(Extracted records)
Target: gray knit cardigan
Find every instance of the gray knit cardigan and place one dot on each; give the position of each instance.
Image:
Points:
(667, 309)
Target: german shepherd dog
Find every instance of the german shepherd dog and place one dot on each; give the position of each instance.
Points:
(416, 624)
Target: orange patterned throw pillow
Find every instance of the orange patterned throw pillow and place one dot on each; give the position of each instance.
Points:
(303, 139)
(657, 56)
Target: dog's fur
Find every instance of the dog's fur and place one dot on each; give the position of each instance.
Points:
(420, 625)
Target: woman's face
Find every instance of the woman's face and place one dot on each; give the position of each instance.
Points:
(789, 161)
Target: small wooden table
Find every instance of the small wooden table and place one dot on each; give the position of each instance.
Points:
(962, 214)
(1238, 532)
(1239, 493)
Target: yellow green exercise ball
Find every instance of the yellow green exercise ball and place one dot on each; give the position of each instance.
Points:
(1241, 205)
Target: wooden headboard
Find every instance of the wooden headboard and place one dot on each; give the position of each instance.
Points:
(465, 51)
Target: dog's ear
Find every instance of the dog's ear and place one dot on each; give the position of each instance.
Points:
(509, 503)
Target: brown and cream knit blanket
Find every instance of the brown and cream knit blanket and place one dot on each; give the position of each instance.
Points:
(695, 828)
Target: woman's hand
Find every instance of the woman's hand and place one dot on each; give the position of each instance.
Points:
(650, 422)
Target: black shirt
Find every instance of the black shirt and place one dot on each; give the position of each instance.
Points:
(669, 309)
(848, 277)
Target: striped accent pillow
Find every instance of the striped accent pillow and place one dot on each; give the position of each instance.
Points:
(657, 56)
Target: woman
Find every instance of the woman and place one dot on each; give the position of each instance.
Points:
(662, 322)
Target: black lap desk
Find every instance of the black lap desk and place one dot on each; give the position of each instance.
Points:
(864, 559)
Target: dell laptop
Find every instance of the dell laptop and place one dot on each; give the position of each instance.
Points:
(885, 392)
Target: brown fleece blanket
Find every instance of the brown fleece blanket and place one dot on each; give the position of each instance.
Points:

## Task to carry out
Retype exactly, and only, the lines above from the one where "Target: orange patterned throw pillow" occurs up to and including the one where "Target: brown and cream knit blanket" occurs.

## Answer space
Target: orange patterned throw pillow
Find every instance of the orange patterned throw pillow and place one dot on each; give the position of each instance.
Points:
(303, 139)
(657, 56)
Target: dog's fur
Find every instance of the dog's fur and place one dot on each; give the position of each instance.
Points:
(420, 625)
Target: woman's face
Find every instance of the woman's face and place one dot on each; give the position of each instance.
Points:
(789, 161)
Target: small wooden table
Find every instance of the small wooden table and place one dot on each; give the position of each instance.
Points:
(962, 214)
(1238, 532)
(1239, 493)
Target: yellow green exercise ball
Find every instance of the yellow green exercise ball and place one dot on each; give the position of each instance.
Points:
(1241, 205)
Target: wooden headboard
Find every instance of the wooden headboard and place one dot on each; give the position of each instance.
Points:
(465, 51)
Target: dog's ear
Find every instance of the dog's ear and place one dot on each; give the position of each instance.
Points:
(509, 503)
Target: brown and cream knit blanket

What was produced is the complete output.